• Excerpted passage:
--- START ---

Rönngren's career developed in step with the broader movement to establish a home-grown Swedish-language theatre in Finland. In 1908 he became a teacher at Svenska Teatern's acting school, in 1916 secretary of the theatre's board, and a few years later operational director with responsibility for the entire institution. The title of theatre director was introduced only later.

When Svenska Teatern's acting school was founded in early 1908, a Swedish-born actor was appointed teacher of stagecraft and head of the school, but he prioritised his own artistic work and the school's activities were poorly organised. Rönngren, who taught elocution, was particularly concerned about the position of Finland-Swedish on the stage. His efforts to develop a dialect-free indigenous stage language met with prejudice from others on the teaching staff. The situation improved when Rönngren became head of the school in 1910. Gerda Wrede took over the leadership of the acting school in 1931, but it remained subordinate to Svenska Teatern and thus to its director Rönngren.

In practice Rönngren gathered all the reins of Svenska Teatern into his own hands, and in 1919 it was a natural step for him to become operational director, though not without resistance. For most of his long tenure he led Svenska Teatern alone. Only in the first year did he have an artistic director at his side; from 1945 there was a deputy director, first Leo Golowin and then Runar Schauman, who succeeded Rönngren in 1954. By those final years Rönngren had already passed the official retirement age.

Since the 1860s, Svenska Teatern in Helsinki had recruited its actors and directors primarily from Stockholm, and audiences had grown accustomed to stars from Sweden whose manner of speech was regarded as the "correct" stage language. Breaking that norm was no easy matter, but audiences gradually came to accept the Finland-Swedish accent. In the years of nationalisation it was even seen as a patriotic act to become an actor.

--- END ---

• Data supplied:
--- START ---

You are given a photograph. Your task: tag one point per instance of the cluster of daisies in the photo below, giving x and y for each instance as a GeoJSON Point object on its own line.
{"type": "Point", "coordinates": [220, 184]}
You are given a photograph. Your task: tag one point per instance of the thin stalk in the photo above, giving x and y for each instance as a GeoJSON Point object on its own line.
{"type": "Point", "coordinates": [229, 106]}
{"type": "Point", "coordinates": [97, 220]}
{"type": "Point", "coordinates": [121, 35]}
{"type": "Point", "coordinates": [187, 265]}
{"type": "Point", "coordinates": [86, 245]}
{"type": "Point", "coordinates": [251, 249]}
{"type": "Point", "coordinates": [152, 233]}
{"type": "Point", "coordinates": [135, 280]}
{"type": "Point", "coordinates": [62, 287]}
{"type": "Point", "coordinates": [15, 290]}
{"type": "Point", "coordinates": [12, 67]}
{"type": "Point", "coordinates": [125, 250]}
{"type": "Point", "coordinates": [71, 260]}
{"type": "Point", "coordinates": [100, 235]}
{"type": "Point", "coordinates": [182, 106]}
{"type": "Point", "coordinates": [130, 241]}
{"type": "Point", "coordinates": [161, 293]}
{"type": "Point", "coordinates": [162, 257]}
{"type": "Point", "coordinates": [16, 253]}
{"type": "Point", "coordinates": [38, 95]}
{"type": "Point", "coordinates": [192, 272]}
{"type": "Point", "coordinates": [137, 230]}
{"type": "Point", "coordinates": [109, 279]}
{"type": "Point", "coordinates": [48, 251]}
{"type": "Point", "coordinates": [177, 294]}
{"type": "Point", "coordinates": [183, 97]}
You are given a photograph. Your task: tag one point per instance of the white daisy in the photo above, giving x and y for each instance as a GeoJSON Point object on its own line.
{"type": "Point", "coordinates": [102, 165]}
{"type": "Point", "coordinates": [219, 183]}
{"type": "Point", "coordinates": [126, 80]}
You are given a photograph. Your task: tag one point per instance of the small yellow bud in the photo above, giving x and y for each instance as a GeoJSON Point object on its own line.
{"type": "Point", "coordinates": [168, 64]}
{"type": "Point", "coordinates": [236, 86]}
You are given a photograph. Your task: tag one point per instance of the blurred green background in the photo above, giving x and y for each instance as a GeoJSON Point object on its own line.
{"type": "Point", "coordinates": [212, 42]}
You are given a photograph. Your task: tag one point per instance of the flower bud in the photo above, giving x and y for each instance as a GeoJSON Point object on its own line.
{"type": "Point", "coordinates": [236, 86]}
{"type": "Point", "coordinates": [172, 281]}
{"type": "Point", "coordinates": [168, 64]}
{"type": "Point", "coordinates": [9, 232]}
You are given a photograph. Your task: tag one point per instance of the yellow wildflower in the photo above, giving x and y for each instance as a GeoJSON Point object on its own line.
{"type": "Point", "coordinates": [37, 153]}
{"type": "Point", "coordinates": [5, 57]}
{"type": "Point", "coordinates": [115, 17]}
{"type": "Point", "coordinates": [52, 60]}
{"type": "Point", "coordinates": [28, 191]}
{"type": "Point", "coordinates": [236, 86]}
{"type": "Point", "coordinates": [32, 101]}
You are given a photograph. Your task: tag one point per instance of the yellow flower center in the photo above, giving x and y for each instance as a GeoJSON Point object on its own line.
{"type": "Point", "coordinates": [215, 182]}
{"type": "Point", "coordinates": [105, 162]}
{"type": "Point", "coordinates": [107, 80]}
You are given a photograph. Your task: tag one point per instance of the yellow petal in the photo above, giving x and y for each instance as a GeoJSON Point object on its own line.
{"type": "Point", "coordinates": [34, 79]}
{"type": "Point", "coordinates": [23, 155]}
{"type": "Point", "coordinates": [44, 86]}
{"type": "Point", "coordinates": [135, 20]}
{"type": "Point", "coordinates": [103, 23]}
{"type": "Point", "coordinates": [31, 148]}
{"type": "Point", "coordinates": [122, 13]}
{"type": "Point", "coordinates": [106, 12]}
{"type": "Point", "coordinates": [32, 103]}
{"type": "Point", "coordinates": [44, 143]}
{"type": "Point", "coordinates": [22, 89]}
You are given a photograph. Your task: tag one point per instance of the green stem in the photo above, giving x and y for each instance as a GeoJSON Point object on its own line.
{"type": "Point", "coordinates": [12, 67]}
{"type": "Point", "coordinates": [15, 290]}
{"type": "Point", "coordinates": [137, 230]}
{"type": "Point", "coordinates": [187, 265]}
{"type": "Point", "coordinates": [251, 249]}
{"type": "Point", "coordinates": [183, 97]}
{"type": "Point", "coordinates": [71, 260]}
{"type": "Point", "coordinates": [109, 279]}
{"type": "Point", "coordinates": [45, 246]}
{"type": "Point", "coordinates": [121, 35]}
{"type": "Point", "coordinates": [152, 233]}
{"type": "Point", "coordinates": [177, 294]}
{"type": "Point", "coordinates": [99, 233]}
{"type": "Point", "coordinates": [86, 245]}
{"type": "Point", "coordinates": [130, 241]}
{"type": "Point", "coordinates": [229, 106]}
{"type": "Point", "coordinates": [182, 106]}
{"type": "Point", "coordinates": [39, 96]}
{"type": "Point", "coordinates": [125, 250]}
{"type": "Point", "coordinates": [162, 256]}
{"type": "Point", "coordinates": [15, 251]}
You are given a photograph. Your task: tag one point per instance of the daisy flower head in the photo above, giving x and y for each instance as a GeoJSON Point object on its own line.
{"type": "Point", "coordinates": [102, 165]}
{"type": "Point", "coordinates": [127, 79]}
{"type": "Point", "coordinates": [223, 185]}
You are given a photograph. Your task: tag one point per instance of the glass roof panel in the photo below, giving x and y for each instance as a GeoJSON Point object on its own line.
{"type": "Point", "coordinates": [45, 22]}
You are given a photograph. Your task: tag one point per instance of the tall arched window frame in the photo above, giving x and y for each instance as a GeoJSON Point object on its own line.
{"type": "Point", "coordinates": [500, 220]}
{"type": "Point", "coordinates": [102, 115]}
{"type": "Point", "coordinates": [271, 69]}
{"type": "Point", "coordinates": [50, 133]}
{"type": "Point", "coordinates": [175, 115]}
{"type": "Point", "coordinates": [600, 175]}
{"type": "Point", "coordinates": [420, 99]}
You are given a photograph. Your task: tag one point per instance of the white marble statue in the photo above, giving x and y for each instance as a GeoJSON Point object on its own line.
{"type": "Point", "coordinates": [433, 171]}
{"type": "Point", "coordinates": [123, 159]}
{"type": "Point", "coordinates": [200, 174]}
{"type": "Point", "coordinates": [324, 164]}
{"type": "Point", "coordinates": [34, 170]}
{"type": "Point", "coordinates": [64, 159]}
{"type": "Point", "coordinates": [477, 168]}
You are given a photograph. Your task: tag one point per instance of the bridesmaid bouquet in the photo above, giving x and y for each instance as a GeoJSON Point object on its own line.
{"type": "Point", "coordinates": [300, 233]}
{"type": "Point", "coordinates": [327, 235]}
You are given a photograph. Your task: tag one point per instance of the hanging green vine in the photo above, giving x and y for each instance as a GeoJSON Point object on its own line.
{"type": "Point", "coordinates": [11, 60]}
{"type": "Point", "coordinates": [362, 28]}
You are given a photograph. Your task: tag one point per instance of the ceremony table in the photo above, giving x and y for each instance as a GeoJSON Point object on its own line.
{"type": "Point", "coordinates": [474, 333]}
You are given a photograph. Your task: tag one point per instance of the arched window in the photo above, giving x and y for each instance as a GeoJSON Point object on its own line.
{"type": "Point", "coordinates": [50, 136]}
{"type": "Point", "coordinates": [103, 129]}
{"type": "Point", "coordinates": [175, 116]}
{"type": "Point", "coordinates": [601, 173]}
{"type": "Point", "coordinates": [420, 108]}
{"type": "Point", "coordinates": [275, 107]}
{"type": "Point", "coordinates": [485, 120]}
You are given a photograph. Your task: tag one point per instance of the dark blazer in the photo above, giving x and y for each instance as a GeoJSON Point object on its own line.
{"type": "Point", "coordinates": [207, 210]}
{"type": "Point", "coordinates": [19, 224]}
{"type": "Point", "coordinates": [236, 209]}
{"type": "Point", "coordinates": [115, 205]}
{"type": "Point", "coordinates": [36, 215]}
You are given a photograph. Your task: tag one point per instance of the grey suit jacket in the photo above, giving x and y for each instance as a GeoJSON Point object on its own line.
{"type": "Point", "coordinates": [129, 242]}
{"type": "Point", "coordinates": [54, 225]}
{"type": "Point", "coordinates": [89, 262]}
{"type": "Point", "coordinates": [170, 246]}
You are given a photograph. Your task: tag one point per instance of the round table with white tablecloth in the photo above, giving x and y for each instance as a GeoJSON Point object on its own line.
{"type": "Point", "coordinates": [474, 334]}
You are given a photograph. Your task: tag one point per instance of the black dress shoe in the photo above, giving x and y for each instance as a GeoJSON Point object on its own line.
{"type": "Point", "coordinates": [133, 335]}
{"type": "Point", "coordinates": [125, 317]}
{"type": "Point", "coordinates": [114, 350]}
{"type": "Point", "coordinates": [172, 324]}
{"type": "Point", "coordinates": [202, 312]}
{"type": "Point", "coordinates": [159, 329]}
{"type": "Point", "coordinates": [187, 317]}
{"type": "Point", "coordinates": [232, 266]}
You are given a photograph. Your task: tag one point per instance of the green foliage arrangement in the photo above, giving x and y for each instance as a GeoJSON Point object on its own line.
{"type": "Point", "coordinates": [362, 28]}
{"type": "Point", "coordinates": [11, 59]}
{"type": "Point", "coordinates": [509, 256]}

--- END ---

• Goals:
**A)** According to the passage on Rönngren, in what year did he become head of Svenska Teatern's acting school?
**B)** Reproduce the portion of the passage on Rönngren that begins at the words "Rönngren's career developed" and stops after the words "introduced only later.".
The records above bear no relation to the passage on Rönngren.

• Answers in order:
**A)** He became head of the school in 1910.

**B)**
Rönngren's career developed in step with the broader movement to establish a home-grown Swedish-language theatre in Finland. In 1908 he became a teacher at Svenska Teatern's acting school, in 1916 secretary of the theatre's board, and a few years later operational director with responsibility for the entire institution. The title of theatre director was introduced only later.